§ Assignment A
In the passage on the Foundation Hospital, which member of the Zagreb Working Group had the prescribed license?
§ Assignment B
Decide whether each statement agrees with the passage on the Foundation Hospital. Answer yes or no, and quote the deciding words of the passage.
(i) The case was presented at a CIRPAC session held in Barcelona in March 1932.
(ii) The Foundation Hospital was eventually built on Šalata.
(iii) Le Corbusier presented a scandal about the construction of the Soviet Palace in Moscow.
§ Assignment C
Carry on the passage on the Foundation Hospital, starting after its final sentence.

═══ Source document ═══

The eventual tripartite first prize unfolded a tentative plot for project realization. As the winner from Croatia, Weissmann was supposed to manage and develop the project, but he did not have the prescribed license at the time (by the way, in the Zagreb Working Group, this legal obligation was met only by Josip Pičman). The Foundation for building the Foundation Hospital started postponing the commission, probably looking for the same solution as the one for Esplanade Hotel. Protecting his legitimate rights, Weissmann created a scandal that culminated when the case was presented at the session of CIRPAC, the executive board of CIAM, in Barcelona in March 1932 (another scandal, related to the construction of the Soviet Palace in Moscow, was presented by Le Corbusier). The scandal eventually drove him from Zagreb. In the meantime, the Foundation gave up on Šalata and built the Foundation Hospital on Rebro, while its designated lot on the faculty grounds on Šalata was later used for the sport center. Most hospitals in Zagreb are now within the system of the clinical units of the Zagreb Faculty of Medicine.

═══ Input data ═══

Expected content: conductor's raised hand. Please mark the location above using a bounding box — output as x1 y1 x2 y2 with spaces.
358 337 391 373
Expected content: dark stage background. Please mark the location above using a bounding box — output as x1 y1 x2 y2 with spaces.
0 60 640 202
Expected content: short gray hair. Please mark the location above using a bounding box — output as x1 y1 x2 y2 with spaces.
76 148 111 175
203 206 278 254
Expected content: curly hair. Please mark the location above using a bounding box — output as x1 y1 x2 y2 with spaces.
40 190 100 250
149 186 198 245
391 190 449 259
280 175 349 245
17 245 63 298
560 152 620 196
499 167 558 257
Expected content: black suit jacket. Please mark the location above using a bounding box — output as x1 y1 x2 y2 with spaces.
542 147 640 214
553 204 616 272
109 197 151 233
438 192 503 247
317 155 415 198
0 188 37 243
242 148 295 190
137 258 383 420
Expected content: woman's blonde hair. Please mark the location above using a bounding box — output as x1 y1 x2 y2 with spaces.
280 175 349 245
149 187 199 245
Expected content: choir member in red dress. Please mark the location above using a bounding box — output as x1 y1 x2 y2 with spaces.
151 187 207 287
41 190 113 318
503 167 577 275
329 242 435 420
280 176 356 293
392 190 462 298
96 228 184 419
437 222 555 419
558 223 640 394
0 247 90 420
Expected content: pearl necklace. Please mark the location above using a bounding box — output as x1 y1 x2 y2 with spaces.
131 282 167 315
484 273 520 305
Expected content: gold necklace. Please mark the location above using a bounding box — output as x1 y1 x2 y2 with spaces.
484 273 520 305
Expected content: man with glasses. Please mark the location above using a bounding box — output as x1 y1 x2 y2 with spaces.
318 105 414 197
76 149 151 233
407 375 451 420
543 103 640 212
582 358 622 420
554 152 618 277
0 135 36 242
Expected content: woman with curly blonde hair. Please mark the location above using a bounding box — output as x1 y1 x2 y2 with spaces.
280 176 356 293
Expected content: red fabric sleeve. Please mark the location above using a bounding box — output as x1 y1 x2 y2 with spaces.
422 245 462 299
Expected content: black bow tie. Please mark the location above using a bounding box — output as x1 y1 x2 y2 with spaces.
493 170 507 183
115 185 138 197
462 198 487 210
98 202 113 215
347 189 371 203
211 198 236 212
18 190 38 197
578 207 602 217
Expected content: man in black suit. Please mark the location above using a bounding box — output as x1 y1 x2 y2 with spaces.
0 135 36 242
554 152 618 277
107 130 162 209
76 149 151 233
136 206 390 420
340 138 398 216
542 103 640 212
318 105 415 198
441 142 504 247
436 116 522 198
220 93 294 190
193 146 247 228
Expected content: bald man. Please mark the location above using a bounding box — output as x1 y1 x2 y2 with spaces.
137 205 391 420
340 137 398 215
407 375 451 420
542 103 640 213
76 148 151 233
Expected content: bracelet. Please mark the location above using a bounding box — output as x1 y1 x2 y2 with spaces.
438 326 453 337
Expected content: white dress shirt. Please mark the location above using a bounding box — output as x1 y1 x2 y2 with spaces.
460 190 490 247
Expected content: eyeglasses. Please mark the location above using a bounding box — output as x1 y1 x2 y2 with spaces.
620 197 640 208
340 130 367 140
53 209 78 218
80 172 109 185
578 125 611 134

═══

§ Written reply A
Josip Pičman

§ Written reply B
(i) Yes: "at the session of CIRPAC, the executive board of CIAM, in Barcelona in March 1932"
(ii) No: "the Foundation gave up on Šalata and built the Foundation Hospital on Rebro"
(iii) Yes: "another scandal, related to the construction of the Soviet Palace in Moscow, was presented by Le Corbusier"

§ Written reply C
Gossip? Maybe, at first glance. Two thorough pieces of research that are about to be scientifically verified are analyzing the circumstances in detail and systematically. In the meantime, as the never-ending story of the Faculty of Medicine (as Bazala said: “the building of Skadar”) on Šalata is still going on, this text will have no epilog, just a few interesting remarks about some participants in the competition. Gustav Paul and František Čermák, architects from Prague, built the Faculty of Mechanical & Electrical Engineering of the Czech Technical University in Prague in 1965. Benno Schachner, after graduating and working in his family’s studio in Munich, was a professor of hospital construction in Aachen and built the city hospital in Leverkusen in 1956 and the RWTH clinic in Aachen in 1983. William Dunkel, Swiss architect and painter, a student of Cornelius Gurlitt in Dresden and a professor at ETH in Zürich, founded the new Zürich city theater in 1961, inspired by Aalto’s project of Essen Opera. Hans Tietmann and Karl Haake, architects from Düsseldorf, joined Wilhelm Kreis in setting up the Great Exhibition of Health, Social Care and Corporeal Exercise “Gesolei” in Düsseldorf in 1926. Jadwiga Dobrzynžska and Zygmunt Aoboda, members of the Polish architectural avant-garde, designed the Silesian Technical High School in Katowice in 1932, the GMO residential building with a steel skeleton in Poznan in 1937 and the pediatric sanatorium in the Silesian town of Istebna in 1929-37. Konstanty Gutschow, architect from Hamburg, working in the building directorate under Fritz Schumacher and later in his own studio, built the Helgoland hospital in 1958 and the Tübingen University Clinic in 1961. Hermann Distel, architect from Hamburg, designed the University Clinic for Reichshauptstadt Berlin in 1940.